Coordinate annotation entries
· · · · · · ·

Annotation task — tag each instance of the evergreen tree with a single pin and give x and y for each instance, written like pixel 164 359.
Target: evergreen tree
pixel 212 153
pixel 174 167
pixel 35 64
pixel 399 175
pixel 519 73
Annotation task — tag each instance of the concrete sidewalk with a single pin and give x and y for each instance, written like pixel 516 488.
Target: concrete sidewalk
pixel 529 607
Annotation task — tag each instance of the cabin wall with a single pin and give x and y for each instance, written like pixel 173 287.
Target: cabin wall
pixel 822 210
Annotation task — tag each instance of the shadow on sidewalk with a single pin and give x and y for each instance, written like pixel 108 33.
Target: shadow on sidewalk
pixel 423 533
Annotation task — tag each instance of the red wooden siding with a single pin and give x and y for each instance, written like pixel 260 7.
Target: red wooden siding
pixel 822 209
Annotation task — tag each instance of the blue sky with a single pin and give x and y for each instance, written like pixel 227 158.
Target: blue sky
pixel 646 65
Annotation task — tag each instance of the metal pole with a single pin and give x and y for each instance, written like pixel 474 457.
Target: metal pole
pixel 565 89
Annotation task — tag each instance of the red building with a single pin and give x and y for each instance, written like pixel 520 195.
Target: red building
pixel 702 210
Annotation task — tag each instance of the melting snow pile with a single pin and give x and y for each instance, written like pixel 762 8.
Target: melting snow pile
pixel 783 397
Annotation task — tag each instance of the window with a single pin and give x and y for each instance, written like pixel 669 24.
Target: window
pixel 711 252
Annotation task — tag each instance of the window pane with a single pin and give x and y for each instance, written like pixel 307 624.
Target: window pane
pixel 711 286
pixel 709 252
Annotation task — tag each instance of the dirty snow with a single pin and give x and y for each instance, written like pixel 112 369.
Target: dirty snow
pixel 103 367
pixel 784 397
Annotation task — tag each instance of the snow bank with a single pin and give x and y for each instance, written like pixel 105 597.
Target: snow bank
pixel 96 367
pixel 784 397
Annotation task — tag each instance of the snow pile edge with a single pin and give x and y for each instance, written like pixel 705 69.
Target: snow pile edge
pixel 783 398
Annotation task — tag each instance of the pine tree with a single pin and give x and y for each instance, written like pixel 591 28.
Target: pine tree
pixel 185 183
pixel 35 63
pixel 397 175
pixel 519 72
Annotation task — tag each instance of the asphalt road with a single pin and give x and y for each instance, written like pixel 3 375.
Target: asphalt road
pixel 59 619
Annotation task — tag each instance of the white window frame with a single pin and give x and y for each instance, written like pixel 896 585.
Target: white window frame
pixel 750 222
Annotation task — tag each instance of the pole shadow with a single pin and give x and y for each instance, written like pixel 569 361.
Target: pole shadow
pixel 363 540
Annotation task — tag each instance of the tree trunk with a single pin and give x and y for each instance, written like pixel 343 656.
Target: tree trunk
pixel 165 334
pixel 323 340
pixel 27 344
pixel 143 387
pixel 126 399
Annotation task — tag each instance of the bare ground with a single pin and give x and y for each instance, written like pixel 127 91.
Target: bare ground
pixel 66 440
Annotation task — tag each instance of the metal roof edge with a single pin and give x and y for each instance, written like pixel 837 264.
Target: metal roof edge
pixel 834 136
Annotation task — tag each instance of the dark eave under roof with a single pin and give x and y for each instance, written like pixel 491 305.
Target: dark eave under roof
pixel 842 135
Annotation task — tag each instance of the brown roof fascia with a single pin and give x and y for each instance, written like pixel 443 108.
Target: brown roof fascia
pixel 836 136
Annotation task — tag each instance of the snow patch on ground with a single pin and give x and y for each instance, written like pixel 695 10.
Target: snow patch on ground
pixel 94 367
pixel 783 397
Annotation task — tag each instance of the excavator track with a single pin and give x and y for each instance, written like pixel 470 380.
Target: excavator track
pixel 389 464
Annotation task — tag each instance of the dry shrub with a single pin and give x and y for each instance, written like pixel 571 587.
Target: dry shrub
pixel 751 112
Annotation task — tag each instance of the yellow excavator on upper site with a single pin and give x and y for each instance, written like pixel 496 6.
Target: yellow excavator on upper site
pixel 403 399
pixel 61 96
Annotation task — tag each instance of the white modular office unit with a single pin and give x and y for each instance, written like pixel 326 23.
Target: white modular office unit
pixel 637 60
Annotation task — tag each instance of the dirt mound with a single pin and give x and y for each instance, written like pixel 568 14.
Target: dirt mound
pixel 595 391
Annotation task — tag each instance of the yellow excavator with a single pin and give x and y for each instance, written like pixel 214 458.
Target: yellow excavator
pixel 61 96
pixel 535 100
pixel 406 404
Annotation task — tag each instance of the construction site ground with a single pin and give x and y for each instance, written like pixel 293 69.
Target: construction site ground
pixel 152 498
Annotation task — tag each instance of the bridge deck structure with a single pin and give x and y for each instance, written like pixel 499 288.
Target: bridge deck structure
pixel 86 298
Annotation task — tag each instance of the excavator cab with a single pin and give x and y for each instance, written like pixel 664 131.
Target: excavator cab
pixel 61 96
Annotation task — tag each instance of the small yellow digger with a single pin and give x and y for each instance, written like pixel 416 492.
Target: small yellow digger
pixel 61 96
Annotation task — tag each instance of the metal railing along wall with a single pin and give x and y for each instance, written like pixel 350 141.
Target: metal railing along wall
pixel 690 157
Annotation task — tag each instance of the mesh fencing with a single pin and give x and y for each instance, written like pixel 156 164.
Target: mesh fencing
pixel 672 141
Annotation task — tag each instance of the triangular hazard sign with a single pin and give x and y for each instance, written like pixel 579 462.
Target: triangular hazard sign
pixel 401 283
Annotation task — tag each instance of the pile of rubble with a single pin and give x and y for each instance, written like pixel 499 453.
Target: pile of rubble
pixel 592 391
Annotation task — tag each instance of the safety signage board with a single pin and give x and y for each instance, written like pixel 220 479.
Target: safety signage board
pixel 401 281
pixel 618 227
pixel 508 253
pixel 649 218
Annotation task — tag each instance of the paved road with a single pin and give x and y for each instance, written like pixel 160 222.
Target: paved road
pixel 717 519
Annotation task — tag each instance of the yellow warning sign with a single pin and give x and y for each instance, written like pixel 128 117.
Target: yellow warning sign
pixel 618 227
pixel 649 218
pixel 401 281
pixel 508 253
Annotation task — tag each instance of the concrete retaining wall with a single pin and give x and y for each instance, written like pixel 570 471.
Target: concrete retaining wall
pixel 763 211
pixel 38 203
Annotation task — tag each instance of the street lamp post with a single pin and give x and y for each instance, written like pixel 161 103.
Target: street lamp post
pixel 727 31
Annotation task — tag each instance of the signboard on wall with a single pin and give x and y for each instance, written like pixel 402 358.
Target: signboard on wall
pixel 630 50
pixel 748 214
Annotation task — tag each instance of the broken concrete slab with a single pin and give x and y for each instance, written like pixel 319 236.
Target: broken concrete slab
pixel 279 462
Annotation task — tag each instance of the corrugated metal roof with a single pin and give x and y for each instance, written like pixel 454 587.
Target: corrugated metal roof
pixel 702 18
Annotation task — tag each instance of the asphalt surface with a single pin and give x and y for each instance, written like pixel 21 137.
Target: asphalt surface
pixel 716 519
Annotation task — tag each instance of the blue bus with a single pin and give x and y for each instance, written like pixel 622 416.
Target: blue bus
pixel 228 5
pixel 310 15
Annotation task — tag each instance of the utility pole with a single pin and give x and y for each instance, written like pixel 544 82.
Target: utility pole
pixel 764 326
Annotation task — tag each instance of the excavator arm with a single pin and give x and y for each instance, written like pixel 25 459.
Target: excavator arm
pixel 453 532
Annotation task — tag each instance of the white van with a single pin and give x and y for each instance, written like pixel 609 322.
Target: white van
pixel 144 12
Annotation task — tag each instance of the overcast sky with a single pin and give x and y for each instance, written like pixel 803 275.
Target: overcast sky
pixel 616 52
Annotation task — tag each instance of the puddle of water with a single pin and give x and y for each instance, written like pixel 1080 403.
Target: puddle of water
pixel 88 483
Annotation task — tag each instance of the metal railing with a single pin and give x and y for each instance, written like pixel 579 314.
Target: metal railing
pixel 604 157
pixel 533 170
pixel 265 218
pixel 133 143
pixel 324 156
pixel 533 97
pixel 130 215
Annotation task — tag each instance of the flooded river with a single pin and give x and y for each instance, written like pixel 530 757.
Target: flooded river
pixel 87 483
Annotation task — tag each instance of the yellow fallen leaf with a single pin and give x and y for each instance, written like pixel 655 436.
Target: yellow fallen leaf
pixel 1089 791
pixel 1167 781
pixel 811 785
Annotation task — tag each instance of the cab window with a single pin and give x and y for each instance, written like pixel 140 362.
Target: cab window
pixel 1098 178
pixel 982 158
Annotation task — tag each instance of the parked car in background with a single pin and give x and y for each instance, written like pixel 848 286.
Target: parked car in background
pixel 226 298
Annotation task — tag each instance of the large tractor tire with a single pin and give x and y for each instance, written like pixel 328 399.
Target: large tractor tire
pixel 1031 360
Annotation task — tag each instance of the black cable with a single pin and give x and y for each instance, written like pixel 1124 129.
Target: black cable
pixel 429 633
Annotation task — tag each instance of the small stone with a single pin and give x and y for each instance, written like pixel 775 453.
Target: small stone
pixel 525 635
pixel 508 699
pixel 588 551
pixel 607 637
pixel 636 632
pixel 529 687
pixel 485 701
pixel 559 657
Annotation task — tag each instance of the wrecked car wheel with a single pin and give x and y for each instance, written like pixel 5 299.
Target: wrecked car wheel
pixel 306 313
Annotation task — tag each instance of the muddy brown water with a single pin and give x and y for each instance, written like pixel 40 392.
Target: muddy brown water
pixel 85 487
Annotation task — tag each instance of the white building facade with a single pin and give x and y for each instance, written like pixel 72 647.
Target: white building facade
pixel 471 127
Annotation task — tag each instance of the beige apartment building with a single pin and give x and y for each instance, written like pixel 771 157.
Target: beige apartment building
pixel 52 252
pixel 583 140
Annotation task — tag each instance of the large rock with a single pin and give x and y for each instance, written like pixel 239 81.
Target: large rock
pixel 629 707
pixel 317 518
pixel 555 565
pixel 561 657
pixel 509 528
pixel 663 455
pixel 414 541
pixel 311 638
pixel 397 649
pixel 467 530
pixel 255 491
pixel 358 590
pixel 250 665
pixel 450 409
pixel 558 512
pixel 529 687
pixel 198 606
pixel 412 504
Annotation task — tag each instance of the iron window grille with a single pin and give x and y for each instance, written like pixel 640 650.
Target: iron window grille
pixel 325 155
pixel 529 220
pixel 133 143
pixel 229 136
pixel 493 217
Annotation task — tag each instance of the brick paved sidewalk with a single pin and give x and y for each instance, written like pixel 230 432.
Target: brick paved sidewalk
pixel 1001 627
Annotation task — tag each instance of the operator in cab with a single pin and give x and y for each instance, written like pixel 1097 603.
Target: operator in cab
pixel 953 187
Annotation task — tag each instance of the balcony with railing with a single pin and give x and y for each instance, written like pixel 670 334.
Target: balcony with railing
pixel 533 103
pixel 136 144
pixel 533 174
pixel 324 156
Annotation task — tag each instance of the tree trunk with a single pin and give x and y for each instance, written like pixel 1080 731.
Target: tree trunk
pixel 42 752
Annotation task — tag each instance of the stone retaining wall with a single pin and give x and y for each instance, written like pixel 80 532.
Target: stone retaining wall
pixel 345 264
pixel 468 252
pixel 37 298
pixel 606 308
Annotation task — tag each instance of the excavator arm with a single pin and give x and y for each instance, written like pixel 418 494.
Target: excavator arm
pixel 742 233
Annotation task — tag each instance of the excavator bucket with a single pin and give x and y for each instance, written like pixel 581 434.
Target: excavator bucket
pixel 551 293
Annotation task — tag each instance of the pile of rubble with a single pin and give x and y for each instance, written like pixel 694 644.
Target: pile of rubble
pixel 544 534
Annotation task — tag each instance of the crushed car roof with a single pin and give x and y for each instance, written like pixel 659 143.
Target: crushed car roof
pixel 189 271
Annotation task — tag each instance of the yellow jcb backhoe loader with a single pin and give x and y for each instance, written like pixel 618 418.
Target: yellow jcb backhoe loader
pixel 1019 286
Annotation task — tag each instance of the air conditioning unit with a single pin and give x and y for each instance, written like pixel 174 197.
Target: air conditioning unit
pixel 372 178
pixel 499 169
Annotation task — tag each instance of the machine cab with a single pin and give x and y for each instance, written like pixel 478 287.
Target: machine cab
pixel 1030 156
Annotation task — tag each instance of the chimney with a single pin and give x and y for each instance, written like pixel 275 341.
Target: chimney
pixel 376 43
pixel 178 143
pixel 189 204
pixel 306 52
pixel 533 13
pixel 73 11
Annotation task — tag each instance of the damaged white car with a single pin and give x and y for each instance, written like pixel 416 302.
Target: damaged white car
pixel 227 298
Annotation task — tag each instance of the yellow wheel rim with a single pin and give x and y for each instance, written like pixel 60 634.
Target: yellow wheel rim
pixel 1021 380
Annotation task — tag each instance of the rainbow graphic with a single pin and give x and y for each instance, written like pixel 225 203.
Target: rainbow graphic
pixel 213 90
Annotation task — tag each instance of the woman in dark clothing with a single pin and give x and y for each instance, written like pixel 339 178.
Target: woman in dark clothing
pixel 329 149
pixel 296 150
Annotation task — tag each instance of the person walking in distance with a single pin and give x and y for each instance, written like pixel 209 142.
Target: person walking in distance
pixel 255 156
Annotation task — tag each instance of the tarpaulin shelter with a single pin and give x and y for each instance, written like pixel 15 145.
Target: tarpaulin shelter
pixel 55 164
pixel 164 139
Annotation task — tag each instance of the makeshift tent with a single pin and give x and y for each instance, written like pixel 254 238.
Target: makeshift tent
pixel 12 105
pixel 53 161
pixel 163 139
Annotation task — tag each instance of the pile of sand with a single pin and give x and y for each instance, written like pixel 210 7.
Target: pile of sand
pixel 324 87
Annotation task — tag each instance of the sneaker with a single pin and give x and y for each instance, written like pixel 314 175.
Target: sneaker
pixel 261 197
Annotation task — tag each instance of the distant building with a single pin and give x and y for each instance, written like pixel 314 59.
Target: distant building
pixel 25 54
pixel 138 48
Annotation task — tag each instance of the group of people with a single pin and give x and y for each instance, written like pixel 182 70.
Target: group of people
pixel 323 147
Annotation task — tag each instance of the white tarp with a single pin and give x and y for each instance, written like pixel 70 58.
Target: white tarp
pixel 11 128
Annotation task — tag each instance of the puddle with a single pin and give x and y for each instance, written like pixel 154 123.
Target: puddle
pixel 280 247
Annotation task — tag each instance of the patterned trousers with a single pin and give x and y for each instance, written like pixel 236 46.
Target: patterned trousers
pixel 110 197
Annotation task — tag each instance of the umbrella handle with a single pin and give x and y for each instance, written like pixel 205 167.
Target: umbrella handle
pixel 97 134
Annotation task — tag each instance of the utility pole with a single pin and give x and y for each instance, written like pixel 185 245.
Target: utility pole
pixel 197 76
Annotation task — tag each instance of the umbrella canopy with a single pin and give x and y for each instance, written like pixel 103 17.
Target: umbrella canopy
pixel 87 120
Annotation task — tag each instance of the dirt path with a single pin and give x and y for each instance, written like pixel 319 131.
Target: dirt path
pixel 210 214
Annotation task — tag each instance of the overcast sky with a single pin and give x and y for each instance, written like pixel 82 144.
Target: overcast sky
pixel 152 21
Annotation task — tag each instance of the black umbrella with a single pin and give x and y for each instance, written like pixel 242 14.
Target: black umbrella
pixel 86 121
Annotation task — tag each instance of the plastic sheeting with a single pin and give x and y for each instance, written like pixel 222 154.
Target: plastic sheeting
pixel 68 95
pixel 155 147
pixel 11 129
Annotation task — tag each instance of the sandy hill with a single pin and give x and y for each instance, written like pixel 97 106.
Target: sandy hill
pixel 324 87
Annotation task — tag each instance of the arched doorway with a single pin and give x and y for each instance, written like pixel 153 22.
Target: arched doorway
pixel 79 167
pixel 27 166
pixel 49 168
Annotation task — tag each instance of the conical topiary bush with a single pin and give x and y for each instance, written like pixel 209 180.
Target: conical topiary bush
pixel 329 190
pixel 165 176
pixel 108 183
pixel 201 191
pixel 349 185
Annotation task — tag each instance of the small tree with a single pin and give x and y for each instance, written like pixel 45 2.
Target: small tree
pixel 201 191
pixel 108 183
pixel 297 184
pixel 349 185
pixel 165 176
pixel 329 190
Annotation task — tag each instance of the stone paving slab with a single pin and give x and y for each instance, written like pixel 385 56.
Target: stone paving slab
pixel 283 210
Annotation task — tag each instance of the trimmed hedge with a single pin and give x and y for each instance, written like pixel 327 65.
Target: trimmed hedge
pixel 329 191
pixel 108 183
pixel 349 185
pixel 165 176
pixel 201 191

· · · · · · ·

* **Given problem**: Reproduce the items above verbatim, from the line containing "Annotation task — tag each instance of the paved" up to and including the line containing "pixel 748 214".

* **Output of the task**:
Annotation task — tag each instance of the paved road with a single pin and give x and y for each instance, written like pixel 160 222.
Target: paved road
pixel 717 519
Annotation task — tag each instance of the yellow warning sign with a single pin and give x and y for each instance, written like pixel 128 117.
Target: yellow warning sign
pixel 618 227
pixel 649 218
pixel 401 281
pixel 508 253
Annotation task — tag each instance of the concrete retaining wall with a single pin and give x and y for each instance, written like pixel 570 471.
Target: concrete retaining wall
pixel 763 211
pixel 38 203
Annotation task — tag each instance of the street lamp post with a single pin and give x and y for each instance, written like pixel 161 103.
Target: street lamp post
pixel 727 31
Annotation task — tag each instance of the signboard on wall with a single pin and give x and y for each instance, written like pixel 402 358.
Target: signboard on wall
pixel 630 50
pixel 748 214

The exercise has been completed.